-- BEGIN Raw data --
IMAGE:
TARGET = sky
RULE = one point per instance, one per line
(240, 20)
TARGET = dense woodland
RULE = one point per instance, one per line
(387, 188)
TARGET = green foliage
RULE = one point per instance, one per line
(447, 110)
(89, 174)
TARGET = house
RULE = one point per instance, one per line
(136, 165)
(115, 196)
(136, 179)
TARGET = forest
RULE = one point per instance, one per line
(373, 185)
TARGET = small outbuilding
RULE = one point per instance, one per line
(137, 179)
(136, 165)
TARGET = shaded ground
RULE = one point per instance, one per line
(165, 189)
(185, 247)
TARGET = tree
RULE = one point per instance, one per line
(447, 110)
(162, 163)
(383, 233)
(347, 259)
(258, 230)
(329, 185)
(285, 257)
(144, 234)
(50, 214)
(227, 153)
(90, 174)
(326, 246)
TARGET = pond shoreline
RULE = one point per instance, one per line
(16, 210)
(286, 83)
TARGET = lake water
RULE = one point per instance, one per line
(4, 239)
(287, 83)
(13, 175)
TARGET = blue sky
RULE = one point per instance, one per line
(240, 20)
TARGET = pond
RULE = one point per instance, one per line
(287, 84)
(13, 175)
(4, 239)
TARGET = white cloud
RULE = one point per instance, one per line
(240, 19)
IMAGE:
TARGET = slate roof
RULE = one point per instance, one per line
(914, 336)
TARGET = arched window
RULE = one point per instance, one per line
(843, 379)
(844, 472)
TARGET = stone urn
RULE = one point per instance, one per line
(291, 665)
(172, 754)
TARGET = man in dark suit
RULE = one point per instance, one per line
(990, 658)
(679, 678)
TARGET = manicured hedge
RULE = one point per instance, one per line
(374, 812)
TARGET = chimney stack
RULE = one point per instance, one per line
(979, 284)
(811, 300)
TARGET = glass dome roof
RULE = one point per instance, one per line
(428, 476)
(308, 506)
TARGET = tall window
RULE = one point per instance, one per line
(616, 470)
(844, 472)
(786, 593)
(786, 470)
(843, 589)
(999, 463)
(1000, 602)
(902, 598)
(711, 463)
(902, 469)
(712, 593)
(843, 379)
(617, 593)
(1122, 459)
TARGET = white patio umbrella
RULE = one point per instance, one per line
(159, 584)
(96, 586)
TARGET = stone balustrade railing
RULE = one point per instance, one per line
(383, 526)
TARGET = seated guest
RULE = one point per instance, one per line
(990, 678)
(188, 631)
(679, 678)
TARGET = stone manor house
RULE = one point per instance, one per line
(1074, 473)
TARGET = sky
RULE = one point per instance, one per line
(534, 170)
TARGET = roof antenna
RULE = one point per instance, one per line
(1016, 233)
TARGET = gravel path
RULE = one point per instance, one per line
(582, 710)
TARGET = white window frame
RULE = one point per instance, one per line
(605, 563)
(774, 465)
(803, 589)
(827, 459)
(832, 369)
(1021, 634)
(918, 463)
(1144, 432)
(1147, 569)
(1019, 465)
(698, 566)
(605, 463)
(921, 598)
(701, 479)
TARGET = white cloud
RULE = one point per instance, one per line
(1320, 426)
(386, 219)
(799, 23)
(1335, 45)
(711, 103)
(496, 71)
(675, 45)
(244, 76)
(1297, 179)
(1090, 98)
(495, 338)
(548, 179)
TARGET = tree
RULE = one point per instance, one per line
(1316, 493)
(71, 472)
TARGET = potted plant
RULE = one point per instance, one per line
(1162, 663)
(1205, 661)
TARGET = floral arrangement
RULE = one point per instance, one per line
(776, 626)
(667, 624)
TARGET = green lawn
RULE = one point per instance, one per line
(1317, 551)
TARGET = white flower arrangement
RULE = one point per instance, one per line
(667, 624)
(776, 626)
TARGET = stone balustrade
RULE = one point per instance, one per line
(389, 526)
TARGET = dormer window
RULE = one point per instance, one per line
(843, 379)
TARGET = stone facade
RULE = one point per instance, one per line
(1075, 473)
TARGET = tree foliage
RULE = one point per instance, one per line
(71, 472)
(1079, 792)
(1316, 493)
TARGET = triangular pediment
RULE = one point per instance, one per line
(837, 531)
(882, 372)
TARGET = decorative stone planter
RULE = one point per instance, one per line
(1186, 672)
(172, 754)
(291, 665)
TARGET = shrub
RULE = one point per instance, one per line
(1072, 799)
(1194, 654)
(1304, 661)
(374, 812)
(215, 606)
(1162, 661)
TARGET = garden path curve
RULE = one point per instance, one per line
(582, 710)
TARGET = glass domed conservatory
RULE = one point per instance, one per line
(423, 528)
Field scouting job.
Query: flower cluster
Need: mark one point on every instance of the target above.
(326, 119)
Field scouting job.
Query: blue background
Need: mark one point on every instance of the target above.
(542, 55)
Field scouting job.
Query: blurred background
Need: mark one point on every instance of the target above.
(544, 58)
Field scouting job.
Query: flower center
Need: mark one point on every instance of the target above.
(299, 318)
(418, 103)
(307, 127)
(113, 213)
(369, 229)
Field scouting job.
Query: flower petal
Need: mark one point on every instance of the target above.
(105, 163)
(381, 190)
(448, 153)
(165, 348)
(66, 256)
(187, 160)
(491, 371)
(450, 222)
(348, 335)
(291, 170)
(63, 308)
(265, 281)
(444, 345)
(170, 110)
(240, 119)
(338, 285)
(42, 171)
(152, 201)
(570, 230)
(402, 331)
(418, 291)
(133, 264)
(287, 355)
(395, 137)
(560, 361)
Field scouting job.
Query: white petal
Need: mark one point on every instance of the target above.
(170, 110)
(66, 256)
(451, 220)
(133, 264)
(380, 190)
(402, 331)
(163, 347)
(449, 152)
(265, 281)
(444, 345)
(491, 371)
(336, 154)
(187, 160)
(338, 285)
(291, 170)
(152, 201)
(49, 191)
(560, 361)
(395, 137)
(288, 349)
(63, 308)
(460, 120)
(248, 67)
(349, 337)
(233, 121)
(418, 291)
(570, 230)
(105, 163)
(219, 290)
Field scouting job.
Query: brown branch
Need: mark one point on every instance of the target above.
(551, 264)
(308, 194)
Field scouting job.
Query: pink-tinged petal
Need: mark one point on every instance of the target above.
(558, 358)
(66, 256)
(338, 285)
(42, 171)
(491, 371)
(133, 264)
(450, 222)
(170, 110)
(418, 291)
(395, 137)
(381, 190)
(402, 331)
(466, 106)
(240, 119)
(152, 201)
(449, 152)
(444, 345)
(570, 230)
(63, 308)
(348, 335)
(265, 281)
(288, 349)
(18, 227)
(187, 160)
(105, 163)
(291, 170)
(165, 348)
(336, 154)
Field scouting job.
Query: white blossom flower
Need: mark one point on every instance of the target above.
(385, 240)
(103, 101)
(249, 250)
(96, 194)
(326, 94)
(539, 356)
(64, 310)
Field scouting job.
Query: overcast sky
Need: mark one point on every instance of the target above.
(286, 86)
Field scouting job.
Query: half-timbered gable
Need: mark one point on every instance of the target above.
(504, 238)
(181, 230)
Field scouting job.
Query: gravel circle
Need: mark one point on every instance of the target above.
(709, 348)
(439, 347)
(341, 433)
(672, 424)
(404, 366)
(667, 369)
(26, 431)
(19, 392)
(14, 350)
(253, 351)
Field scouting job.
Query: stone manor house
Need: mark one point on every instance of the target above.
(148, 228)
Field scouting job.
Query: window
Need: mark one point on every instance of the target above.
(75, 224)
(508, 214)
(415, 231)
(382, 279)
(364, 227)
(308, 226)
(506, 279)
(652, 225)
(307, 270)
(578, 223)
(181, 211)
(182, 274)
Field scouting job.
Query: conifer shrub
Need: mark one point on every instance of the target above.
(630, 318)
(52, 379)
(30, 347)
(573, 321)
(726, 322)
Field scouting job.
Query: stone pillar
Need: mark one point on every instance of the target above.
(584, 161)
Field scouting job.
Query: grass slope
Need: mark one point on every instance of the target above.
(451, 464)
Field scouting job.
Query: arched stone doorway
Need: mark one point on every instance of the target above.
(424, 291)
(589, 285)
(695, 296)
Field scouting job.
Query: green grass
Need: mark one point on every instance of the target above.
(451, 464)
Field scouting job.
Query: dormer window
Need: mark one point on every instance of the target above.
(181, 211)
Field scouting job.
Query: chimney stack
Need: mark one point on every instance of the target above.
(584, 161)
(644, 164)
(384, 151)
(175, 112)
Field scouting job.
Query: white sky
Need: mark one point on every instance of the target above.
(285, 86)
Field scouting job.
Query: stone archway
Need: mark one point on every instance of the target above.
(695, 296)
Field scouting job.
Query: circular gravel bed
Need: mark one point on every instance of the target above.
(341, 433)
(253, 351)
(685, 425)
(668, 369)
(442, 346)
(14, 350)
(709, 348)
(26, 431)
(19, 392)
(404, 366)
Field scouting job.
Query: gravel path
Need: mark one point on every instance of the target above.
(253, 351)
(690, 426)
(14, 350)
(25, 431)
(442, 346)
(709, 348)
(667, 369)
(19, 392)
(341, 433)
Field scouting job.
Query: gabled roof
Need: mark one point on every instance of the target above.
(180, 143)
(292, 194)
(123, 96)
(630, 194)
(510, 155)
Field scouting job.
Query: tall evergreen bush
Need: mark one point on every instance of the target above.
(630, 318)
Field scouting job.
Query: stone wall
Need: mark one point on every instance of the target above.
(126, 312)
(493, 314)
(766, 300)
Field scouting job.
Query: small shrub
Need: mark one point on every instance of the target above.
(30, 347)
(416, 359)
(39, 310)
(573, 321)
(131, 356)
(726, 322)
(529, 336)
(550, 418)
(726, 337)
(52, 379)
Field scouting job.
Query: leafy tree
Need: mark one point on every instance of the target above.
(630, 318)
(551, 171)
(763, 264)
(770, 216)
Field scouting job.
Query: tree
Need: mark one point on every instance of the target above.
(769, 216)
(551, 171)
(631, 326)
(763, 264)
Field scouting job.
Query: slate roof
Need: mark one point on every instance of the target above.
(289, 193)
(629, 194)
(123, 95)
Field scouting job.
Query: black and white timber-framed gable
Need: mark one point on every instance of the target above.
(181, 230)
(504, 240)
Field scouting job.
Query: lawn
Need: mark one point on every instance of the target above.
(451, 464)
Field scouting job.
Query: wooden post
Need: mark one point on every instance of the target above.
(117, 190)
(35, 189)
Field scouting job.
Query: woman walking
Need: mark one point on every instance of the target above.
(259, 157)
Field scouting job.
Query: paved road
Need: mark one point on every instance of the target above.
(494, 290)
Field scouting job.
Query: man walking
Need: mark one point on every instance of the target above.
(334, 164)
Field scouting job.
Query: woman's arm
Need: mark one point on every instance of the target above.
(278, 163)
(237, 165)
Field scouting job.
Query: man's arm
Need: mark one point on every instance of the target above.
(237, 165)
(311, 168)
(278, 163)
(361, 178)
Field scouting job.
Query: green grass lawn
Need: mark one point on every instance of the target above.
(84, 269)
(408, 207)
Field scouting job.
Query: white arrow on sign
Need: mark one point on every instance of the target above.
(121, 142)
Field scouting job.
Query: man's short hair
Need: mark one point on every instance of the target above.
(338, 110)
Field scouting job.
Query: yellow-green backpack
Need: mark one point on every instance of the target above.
-- END Raw data --
- **Task brief**: In the records above, reproduce word for word every line from the one containing "TARGET = stone balustrade railing" through the one containing "(1016, 233)", with both of those lines included.

- **Written response**:
TARGET = stone balustrade railing
RULE = one point per instance, one per line
(383, 526)
TARGET = seated guest
RULE = one point per instance, one per line
(990, 678)
(188, 631)
(679, 678)
TARGET = stone manor house
RULE = one point per instance, one per line
(1074, 473)
TARGET = sky
RULE = one point per instance, one per line
(534, 170)
TARGET = roof antenna
RULE = one point per instance, one per line
(1016, 233)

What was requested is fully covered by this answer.